— begin —
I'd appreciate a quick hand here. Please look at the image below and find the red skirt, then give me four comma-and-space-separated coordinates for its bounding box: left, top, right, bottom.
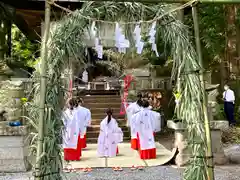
137, 134, 157, 159
131, 138, 139, 150
81, 134, 87, 149
116, 147, 119, 155
64, 136, 82, 161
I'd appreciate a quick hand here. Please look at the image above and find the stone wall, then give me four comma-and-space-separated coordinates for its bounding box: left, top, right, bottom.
0, 81, 24, 121
0, 81, 31, 172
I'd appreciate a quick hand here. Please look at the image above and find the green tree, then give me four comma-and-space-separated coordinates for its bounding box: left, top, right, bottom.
8, 25, 39, 68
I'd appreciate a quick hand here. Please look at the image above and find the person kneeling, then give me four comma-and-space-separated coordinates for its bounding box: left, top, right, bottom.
98, 109, 123, 157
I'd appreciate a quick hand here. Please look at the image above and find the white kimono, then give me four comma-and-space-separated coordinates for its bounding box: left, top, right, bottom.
82, 70, 88, 83
63, 109, 79, 149
132, 108, 156, 150
152, 111, 161, 132
73, 106, 91, 138
126, 102, 141, 139
97, 117, 123, 157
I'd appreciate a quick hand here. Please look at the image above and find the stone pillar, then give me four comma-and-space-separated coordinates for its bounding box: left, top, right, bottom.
174, 129, 190, 166
167, 120, 191, 167
167, 120, 228, 166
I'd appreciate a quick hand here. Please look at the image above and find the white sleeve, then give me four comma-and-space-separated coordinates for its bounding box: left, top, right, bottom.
86, 110, 92, 126
229, 91, 235, 101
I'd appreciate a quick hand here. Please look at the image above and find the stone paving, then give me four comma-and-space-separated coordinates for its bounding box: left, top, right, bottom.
0, 166, 240, 180
70, 143, 175, 168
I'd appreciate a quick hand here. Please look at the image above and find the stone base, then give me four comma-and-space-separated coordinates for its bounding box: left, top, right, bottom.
167, 120, 228, 166
225, 144, 240, 164
0, 136, 31, 172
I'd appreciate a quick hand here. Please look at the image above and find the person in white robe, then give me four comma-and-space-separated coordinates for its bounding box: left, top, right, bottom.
82, 69, 88, 83
75, 98, 91, 148
97, 109, 123, 157
63, 99, 81, 161
126, 93, 142, 150
132, 100, 157, 159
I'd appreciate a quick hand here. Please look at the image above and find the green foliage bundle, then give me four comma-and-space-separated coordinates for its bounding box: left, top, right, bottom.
28, 2, 210, 180
9, 25, 40, 68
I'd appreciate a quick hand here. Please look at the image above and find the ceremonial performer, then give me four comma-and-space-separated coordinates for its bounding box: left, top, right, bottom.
75, 98, 91, 148
97, 109, 123, 157
223, 85, 236, 126
63, 99, 81, 161
126, 93, 142, 150
132, 100, 156, 159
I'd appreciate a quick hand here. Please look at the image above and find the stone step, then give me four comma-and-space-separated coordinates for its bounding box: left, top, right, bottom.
73, 86, 120, 95
87, 131, 130, 140
87, 137, 130, 144
87, 125, 128, 132
89, 106, 120, 114
91, 114, 125, 120
83, 97, 121, 104
84, 102, 121, 109
91, 118, 126, 126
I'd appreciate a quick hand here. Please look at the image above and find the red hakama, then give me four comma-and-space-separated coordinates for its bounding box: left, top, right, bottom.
64, 136, 82, 161
81, 134, 87, 149
137, 134, 157, 159
131, 138, 139, 150
116, 147, 119, 155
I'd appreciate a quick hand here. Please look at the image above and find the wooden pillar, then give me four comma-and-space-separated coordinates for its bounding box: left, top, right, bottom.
6, 21, 12, 57
0, 17, 7, 62
192, 3, 214, 180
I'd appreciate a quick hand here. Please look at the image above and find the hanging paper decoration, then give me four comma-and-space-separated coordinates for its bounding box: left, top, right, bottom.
90, 21, 97, 37
149, 21, 159, 57
133, 24, 144, 54
90, 21, 103, 59
95, 38, 103, 59
115, 23, 130, 53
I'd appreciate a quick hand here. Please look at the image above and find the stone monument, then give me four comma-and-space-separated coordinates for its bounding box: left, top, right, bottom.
167, 84, 228, 166
0, 80, 30, 172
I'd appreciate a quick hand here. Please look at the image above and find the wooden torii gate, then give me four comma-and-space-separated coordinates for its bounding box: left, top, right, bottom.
35, 0, 236, 180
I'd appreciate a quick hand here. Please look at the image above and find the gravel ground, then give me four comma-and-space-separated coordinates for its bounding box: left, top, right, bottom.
0, 165, 240, 180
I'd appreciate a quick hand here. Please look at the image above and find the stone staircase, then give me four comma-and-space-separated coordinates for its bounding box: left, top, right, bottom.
82, 93, 130, 143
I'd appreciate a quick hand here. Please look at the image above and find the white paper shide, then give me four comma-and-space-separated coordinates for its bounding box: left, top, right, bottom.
115, 23, 130, 53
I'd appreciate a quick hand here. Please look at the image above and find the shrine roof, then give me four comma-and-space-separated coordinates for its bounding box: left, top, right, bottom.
0, 0, 82, 40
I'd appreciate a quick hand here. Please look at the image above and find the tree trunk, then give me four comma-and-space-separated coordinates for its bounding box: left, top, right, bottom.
225, 5, 240, 77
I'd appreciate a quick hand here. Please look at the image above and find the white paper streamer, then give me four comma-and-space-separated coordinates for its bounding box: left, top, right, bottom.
148, 21, 159, 57
95, 38, 103, 59
115, 23, 130, 53
133, 24, 144, 54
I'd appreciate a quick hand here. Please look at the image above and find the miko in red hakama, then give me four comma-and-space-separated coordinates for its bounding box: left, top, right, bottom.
63, 109, 82, 161
131, 102, 160, 159
64, 136, 82, 161
81, 134, 87, 149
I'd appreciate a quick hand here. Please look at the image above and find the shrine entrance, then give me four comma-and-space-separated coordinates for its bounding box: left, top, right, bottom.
— end —
**Required task**
Reproduce all of the material above with "image" swapped for "photo" and nothing else changed. Leave the pictures out.

**Answer to the task**
I'd appreciate a quick hand here. Please look at the photo below and find the red skirt, then give me four comma-and-space-separated coordinates for its bounding box: left, top, right, bottom.
137, 134, 157, 159
131, 138, 139, 150
81, 134, 87, 149
116, 147, 119, 155
64, 136, 82, 161
I'd appreciate a quick hand here. Please look at the photo above and find the stone wall, then give me four comma-and-space-separated coordinates for its bounding box: left, top, right, bottom.
0, 81, 24, 121
0, 81, 31, 172
I'd appreciate a quick hand here. Please look at the photo above and find the green tree, then give me four comma-and-space-separated coordinates for its bounding box: left, top, right, bottom.
8, 25, 39, 68
I'd appreciate a quick hand here. Please look at the photo above and find the person kneeling, then give me four comma-and-space-separated coordinates for its bounding box: left, top, right, bottom.
98, 109, 123, 157
I'd appreciate a quick hand here. Please look at the photo above and find the white kimono, then give me four comma-and-space-separated coordinates for its bounding box: left, top, right, bottom.
82, 70, 88, 83
63, 109, 79, 149
132, 108, 156, 150
152, 111, 161, 132
73, 106, 91, 138
126, 102, 141, 139
97, 117, 123, 157
I'd appreciate a quick hand here. Please look at the photo above and find the stone pillar, then give me four comma-and-space-separated coordinates for its bounding box: left, top, right, bottom.
174, 129, 190, 166
167, 120, 191, 167
167, 120, 228, 166
I'd appreciate a quick hand here. Please look at the photo above and find the white sleeve, then give me four comma-and-space-separated coordinates for its bounding box: left, top, right, bottom.
86, 110, 92, 126
229, 91, 235, 101
I'd appreciate a quick hand here. Please look at the photo above and find the stone paving, then give me four comma-and-space-separated coordinates for its bounding box: left, top, right, bottom.
0, 166, 240, 180
70, 143, 175, 168
I'd appreciate a quick hand here. Please look at the photo above and find the stone base, then give me four comma-and-space-separated coordinates for its bounding box: left, top, right, bottom.
167, 120, 228, 166
225, 144, 240, 164
0, 136, 31, 172
I'd appreciate a quick hand here. Please look at the photo above and find the person in white robe, then give me four comma-and-space-separated coordinates for its bounding box: left, top, right, bottom.
82, 69, 88, 83
75, 98, 91, 148
97, 109, 123, 157
63, 99, 81, 161
126, 93, 142, 150
132, 100, 157, 159
I'd appreciate a quick hand here. Please look at the photo above and find the green foliage bundle, then give me four comma-and-space-separated coordinates for its bounding box: left, top, right, bottom.
28, 2, 210, 180
9, 25, 40, 68
I'd appreciate a quick hand here. Please look at the photo above and find the ceremonial performer, then give me four comma-and-space-separated coordinates for its bounding box: left, top, right, bottom.
75, 98, 91, 148
97, 109, 123, 157
223, 85, 236, 126
63, 99, 81, 161
126, 93, 142, 150
132, 100, 156, 159
I'd appreciate a quick hand here. Please look at the photo above and find the stone step, then give me four comma-and-space-separated coordinates for its bounding box: left, top, right, bottom.
73, 86, 120, 95
87, 131, 130, 140
87, 137, 130, 144
87, 125, 128, 132
89, 106, 120, 114
91, 114, 125, 120
83, 97, 121, 104
84, 102, 121, 109
91, 118, 126, 126
I'd appreciate a quick hand here. Please look at the photo above and find the red hakama, then give me four comma-and-space-separated coordinates for its bounding box: left, top, right, bottom.
64, 136, 82, 161
81, 134, 87, 149
137, 134, 157, 159
131, 138, 139, 150
116, 147, 119, 155
I'd appreciate a quick hand here. Please look at the photo above and find the wooden pillar, then give me four comma-and-space-separated coordinates for its bounding box: left, top, right, bottom.
6, 21, 12, 57
0, 17, 7, 62
192, 3, 214, 180
I'd appreciate a quick hand here. Please look at the photo above and find the hanging paper decoration, then give me four comma-and-space-separated coordinates for its bounding box: left, top, right, bottom.
90, 21, 97, 37
149, 21, 159, 57
133, 24, 144, 54
90, 21, 103, 59
95, 38, 103, 59
115, 23, 130, 53
I'd appreciate a quick hand here. Please look at the photo above and find the stone monument, then give me four comma-and-space-separated coordinates for its bounding box: left, top, right, bottom.
167, 84, 228, 166
0, 80, 30, 172
I'd appreciate a quick hand here. Please look at the photo above and find the wooden torii gate, then give me four comma-and-space-separated coordinates for its bounding box: left, top, right, bottom.
35, 0, 236, 180
I'd appreciate a quick hand here. Please look at the photo above and find the gravel ground, then give me four comma-and-space-separated coordinates for its bounding box: left, top, right, bottom.
0, 165, 240, 180
I'd appreciate a quick hand here. Please look at the photo above and find the stone staircase, then give me four comma-and-space-separated coordinates for its bounding box: left, top, right, bottom.
82, 93, 130, 143
I'd appreciate a quick hand here. Please look at the photo above and find the white paper shide, then give me four comma-and-space-separated coordinates for its bounding box: left, top, right, bottom.
115, 23, 130, 53
I'd appreciate a quick hand here. Please look at the photo above and find the shrine roof, then give me four comma-and-space-separated coordinates for its bounding box: left, top, right, bottom.
0, 0, 82, 40
I'd appreciate a quick hand here. Please look at the photo above and find the tree trunk, then give me four comma-and-space-separated coordinates for its bounding box: left, top, right, bottom.
225, 5, 240, 77
I'd appreciate a quick hand here. Please look at the photo above and find the white paper streamer, then give me four comma-and-space-separated coordinates for its bounding box: left, top, right, bottom.
148, 21, 159, 57
95, 38, 103, 59
115, 23, 130, 53
133, 24, 144, 54
I'd appreciate a quick hand here. Please look at the photo above and find the miko in red hakama, then give me four comma-and-space-separated coordinates for its bounding box: left, top, right, bottom.
63, 109, 82, 161
131, 102, 160, 159
64, 136, 82, 161
81, 134, 87, 149
I'd appreciate a quick hand here. Please look at the photo above and find the shrine entrance, then give me four comma-and-space-separated coordinates for its bounding box: left, top, right, bottom.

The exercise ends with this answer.